* **GOAL OF THE EXERCISE**
Write the lines below as a JSON list of strings, one string per line, leaving out any blank lines.

* **Extracted lines**

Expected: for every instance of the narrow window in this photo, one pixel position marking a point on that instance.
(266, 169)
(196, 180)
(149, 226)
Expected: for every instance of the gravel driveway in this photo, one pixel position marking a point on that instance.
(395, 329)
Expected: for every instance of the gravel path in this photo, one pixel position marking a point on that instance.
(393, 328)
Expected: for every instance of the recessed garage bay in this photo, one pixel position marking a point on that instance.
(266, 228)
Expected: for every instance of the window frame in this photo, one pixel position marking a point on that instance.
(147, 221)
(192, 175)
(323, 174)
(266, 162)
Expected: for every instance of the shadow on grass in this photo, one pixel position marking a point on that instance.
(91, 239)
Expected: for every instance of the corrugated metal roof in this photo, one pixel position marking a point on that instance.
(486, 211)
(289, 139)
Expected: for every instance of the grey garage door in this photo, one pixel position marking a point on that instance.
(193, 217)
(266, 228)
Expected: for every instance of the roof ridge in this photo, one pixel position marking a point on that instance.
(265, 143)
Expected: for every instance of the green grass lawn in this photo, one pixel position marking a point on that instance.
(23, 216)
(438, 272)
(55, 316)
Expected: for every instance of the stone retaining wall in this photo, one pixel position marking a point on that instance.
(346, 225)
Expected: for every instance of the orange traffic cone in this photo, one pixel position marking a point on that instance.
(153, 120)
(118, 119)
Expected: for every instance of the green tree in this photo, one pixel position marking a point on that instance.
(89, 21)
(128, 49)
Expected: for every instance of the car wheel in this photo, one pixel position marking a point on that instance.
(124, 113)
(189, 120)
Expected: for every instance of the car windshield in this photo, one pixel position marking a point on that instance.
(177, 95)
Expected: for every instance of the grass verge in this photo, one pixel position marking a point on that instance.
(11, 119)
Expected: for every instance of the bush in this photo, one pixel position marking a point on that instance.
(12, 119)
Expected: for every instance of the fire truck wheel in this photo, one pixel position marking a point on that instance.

* **EXPECTED ANSWER**
[
  "Expected: for every instance of the narrow window in this photo, one pixel position marking a point on that instance.",
  "(266, 169)",
  "(196, 180)",
  "(149, 226)",
  "Expected: for every instance of the gravel driveway in this photo, one pixel position marking a point on that instance.",
  "(395, 329)",
  "Expected: for every instance of the gravel path in this photo, one pixel position marking a point on that instance.",
  "(393, 328)",
  "Expected: for every instance of the recessed garage bay in this photo, one pixel position marking a point on that instance.",
  "(266, 228)",
  "Expected: for every instance of the window frame in this photo, one pixel position marking a point on that instance.",
  "(147, 221)",
  "(192, 175)",
  "(323, 174)",
  "(266, 162)",
  "Expected: for every instance of the shadow on grass in this photo, one pixel position marking a point on that instance.",
  "(91, 239)",
  "Expected: for every instance of the corrugated metal roof in this photo, one pixel position marking a point on that instance.",
  "(486, 211)",
  "(289, 139)",
  "Expected: for every instance of the grey garage door in this photo, one pixel position marking a point on that instance.",
  "(193, 217)",
  "(266, 228)",
  "Expected: for every instance of the roof ridge in this photo, one pixel position marking a point on that instance.",
  "(265, 143)",
  "Expected: for every instance of the green grass lawn in this photo, one pixel position marking a point on that instance.",
  "(23, 216)",
  "(438, 272)",
  "(55, 316)",
  "Expected: for every instance of the stone retaining wall in this photo, one pixel position marking a point on that instance.",
  "(346, 225)",
  "Expected: for every instance of the orange traffic cone in this photo, one pixel position marking a point on that instance.",
  "(153, 120)",
  "(118, 119)",
  "Expected: for every instance of the green tree in this photo, one pixel position marking a point on that instance.",
  "(89, 21)",
  "(128, 49)",
  "Expected: for every instance of the car wheel in this photo, one pixel position marking a point on that instance.",
  "(124, 113)",
  "(189, 120)",
  "Expected: for every instance of the car windshield in this photo, one pixel position marking a point on that instance.",
  "(177, 95)",
  "Expected: for every instance of the grass verge in this photo, one pixel position marking a point on that instance.",
  "(11, 119)",
  "Expected: for every instance of the bush in this photo, one pixel position marking a point on that instance.",
  "(12, 119)",
  "Expected: for every instance of the fire truck wheel in this photo, one pixel position marking a point on that instance."
]